◆ **MATERIAL PROVIDED**
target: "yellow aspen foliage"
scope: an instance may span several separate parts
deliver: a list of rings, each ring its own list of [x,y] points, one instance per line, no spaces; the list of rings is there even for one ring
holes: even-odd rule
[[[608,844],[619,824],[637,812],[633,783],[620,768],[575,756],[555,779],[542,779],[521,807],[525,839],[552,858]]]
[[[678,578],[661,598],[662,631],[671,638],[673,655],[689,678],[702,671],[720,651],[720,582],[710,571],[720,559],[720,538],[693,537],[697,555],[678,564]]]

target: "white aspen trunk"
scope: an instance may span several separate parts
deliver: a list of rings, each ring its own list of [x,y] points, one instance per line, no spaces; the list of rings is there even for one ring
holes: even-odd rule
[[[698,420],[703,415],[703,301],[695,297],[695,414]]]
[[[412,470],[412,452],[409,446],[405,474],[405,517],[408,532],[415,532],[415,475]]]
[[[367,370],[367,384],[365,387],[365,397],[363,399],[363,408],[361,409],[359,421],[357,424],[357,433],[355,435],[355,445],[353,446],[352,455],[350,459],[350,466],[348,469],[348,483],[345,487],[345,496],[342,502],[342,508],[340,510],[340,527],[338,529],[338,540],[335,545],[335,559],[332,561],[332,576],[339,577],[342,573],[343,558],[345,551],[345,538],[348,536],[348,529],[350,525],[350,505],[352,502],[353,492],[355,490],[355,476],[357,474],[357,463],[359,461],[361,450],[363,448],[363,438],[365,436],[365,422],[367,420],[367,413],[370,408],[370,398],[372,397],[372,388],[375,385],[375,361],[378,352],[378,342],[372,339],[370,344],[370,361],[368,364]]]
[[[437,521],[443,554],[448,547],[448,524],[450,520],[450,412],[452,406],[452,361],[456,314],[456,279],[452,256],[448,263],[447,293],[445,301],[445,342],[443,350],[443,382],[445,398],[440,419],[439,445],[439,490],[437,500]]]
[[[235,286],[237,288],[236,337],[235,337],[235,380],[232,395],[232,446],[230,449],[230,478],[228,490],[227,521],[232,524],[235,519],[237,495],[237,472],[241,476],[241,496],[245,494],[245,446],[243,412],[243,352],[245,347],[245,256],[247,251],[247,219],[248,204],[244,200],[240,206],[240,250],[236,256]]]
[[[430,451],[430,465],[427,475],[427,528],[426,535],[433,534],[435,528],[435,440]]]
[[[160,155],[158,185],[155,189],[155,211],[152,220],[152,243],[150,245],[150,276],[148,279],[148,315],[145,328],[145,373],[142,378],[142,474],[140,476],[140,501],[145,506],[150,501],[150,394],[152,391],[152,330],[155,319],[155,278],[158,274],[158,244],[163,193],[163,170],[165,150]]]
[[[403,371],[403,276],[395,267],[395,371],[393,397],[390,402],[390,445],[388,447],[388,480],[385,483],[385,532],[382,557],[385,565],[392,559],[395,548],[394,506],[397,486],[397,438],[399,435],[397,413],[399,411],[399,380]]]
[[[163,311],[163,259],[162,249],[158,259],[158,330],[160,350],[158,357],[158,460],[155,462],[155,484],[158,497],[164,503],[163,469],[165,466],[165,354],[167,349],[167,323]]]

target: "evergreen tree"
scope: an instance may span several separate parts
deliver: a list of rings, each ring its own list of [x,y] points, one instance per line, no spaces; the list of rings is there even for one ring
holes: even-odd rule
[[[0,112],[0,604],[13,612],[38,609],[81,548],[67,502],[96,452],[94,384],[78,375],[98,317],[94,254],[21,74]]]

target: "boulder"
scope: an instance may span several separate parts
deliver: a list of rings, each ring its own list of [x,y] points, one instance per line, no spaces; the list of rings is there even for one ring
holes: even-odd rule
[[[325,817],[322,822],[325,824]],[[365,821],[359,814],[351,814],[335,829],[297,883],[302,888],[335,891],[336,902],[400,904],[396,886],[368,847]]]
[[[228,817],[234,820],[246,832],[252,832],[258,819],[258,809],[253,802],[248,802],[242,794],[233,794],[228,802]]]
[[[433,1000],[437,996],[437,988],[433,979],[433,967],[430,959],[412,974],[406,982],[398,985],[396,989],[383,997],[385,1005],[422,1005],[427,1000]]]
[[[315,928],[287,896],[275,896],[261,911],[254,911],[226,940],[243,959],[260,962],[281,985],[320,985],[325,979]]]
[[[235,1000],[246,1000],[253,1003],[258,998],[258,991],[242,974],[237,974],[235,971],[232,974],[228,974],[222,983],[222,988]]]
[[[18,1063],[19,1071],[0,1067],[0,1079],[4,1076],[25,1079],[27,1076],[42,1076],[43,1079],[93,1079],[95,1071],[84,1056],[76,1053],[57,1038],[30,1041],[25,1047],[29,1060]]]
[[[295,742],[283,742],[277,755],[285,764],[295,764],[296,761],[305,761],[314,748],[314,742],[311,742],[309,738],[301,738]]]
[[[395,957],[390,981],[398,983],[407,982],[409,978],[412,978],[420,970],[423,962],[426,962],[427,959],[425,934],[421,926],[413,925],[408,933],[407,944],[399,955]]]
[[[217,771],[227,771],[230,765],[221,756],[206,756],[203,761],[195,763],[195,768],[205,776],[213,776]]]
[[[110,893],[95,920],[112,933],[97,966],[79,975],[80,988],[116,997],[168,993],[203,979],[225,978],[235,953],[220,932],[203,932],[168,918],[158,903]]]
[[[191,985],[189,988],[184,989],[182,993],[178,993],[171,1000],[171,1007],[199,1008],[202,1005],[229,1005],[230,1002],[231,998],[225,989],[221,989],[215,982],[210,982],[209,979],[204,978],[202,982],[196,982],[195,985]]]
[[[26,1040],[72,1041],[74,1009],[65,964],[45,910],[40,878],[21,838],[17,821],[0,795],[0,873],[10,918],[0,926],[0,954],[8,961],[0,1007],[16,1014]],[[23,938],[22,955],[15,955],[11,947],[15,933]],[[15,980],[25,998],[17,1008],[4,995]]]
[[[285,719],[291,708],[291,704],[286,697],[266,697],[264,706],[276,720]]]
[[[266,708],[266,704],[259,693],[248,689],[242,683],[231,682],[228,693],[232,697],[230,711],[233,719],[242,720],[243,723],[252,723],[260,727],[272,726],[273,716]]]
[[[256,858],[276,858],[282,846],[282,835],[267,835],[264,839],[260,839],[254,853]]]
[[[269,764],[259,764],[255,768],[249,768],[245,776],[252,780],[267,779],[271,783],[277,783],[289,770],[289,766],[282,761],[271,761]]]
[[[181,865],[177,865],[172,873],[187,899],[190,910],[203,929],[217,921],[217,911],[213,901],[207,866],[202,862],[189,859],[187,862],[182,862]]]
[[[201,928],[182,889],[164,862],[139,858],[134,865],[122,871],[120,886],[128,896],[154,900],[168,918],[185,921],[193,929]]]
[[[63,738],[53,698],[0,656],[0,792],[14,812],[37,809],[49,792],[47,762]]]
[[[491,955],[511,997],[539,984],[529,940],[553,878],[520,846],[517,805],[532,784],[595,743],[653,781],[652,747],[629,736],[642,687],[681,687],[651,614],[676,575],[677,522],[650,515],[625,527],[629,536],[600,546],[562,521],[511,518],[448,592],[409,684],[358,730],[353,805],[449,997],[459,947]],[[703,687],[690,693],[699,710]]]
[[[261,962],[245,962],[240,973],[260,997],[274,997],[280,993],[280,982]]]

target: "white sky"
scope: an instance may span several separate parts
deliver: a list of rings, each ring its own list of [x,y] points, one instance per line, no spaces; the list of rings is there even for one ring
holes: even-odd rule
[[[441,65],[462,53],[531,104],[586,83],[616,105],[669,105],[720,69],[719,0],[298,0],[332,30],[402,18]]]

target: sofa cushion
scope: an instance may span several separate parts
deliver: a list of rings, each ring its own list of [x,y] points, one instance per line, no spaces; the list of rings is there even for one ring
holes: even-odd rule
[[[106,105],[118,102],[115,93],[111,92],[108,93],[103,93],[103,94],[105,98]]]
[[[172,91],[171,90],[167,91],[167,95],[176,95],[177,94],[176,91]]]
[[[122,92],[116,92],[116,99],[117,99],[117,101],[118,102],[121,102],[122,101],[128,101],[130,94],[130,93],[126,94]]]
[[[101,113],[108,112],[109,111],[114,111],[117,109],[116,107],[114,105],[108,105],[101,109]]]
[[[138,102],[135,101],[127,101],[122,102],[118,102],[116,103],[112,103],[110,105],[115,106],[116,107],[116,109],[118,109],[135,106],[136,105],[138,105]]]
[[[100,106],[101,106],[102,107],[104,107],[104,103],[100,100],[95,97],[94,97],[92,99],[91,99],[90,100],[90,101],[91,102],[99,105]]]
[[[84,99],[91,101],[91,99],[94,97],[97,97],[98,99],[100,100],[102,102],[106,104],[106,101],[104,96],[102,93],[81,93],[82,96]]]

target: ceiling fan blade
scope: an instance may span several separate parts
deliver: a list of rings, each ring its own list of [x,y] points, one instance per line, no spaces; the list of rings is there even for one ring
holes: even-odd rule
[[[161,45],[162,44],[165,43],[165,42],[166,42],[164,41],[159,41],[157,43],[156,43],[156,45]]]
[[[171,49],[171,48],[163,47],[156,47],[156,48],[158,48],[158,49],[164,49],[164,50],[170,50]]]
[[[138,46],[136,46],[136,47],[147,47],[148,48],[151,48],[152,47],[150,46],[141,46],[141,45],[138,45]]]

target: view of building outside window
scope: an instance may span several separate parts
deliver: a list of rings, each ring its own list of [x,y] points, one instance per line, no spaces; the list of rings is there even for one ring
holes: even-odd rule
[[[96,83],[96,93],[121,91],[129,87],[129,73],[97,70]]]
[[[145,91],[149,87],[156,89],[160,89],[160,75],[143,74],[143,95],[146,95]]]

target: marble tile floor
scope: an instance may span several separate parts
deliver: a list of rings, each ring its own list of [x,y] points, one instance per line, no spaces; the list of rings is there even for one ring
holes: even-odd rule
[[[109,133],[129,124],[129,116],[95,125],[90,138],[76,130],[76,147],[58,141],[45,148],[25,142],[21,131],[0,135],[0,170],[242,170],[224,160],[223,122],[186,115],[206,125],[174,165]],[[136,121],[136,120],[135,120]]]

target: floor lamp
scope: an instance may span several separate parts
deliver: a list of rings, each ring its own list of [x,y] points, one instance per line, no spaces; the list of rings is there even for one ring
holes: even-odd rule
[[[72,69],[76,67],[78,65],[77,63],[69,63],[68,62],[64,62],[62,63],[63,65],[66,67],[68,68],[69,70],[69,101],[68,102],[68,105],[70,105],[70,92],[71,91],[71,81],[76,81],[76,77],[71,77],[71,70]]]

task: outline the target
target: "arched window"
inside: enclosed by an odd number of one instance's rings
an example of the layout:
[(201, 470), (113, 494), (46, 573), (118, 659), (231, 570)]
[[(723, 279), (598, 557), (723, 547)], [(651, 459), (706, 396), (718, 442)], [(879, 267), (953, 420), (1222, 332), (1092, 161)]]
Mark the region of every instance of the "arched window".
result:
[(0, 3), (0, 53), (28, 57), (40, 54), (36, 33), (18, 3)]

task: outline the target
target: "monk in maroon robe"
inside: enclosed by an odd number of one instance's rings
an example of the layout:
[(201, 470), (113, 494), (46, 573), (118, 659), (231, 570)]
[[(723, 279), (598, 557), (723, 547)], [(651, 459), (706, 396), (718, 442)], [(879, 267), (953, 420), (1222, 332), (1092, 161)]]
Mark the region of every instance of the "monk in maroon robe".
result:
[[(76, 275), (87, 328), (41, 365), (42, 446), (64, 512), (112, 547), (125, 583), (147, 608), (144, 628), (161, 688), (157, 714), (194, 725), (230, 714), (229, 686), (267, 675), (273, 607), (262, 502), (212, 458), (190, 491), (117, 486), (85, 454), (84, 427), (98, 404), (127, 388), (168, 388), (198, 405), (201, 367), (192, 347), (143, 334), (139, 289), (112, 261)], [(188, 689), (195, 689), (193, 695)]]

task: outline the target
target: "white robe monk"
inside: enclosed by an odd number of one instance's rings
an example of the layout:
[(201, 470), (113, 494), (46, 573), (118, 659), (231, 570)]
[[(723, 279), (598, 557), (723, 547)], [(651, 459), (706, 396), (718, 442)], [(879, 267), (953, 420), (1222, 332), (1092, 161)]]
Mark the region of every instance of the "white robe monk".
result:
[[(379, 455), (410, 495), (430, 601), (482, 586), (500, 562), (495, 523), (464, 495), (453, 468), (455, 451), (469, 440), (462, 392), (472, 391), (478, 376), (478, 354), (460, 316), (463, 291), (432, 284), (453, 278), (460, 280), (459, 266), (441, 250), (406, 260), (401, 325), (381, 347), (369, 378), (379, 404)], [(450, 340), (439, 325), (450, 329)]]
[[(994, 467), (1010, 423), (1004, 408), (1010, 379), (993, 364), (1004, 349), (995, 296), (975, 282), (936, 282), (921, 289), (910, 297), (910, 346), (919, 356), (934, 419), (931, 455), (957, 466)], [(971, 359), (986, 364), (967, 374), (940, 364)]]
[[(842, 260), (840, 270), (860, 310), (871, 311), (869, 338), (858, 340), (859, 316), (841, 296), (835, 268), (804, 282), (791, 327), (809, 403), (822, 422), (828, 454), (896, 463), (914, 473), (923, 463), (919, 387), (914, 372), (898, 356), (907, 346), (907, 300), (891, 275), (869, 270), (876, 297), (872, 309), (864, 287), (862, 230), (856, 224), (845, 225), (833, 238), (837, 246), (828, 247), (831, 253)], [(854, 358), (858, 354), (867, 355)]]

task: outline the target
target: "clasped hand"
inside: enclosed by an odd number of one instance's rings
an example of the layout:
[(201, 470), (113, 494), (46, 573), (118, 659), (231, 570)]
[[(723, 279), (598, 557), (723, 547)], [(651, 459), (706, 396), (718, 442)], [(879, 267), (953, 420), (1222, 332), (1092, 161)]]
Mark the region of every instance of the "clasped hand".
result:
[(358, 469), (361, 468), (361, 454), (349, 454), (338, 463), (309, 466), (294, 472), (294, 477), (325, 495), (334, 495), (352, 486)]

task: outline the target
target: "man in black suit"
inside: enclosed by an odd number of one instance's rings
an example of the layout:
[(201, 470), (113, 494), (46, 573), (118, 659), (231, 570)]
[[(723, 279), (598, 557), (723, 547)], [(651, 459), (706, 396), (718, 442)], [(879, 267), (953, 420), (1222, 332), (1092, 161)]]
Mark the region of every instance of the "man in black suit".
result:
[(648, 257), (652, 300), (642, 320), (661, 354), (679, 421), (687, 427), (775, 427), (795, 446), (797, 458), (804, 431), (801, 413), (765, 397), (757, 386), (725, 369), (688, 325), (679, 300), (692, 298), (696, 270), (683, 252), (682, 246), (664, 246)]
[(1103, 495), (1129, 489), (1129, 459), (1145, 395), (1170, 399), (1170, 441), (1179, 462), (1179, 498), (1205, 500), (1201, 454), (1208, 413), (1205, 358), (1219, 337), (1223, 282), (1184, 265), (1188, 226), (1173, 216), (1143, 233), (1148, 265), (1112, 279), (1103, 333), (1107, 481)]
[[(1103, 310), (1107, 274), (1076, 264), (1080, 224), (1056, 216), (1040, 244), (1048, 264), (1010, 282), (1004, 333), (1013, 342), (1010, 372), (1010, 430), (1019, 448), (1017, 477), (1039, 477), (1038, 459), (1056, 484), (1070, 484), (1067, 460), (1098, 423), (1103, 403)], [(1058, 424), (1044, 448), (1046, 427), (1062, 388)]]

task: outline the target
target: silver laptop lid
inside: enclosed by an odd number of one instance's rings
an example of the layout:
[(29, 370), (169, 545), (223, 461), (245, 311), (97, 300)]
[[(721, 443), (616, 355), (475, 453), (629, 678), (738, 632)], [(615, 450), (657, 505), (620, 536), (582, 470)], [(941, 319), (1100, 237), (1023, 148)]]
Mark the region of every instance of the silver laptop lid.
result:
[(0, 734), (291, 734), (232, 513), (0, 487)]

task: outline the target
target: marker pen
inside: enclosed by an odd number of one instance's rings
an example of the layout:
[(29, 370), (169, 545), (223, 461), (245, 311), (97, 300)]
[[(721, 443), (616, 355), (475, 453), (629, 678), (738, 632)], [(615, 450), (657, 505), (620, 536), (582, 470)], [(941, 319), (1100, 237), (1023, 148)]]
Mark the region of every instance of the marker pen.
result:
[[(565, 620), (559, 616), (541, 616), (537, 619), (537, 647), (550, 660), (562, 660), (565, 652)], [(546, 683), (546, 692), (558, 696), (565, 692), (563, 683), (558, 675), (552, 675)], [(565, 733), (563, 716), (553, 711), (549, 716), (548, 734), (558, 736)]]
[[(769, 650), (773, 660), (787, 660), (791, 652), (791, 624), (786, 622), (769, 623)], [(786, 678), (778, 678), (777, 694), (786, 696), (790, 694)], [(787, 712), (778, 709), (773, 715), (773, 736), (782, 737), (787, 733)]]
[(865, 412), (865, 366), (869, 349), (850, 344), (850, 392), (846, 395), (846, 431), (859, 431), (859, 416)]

◆ **WRITTEN INSTRUCTION**
List each line above that contains the word "window".

◆ **THE COMPLETED TASK**
target: view of building outside window
target: "arched window"
Mark the region of every instance of the "arched window".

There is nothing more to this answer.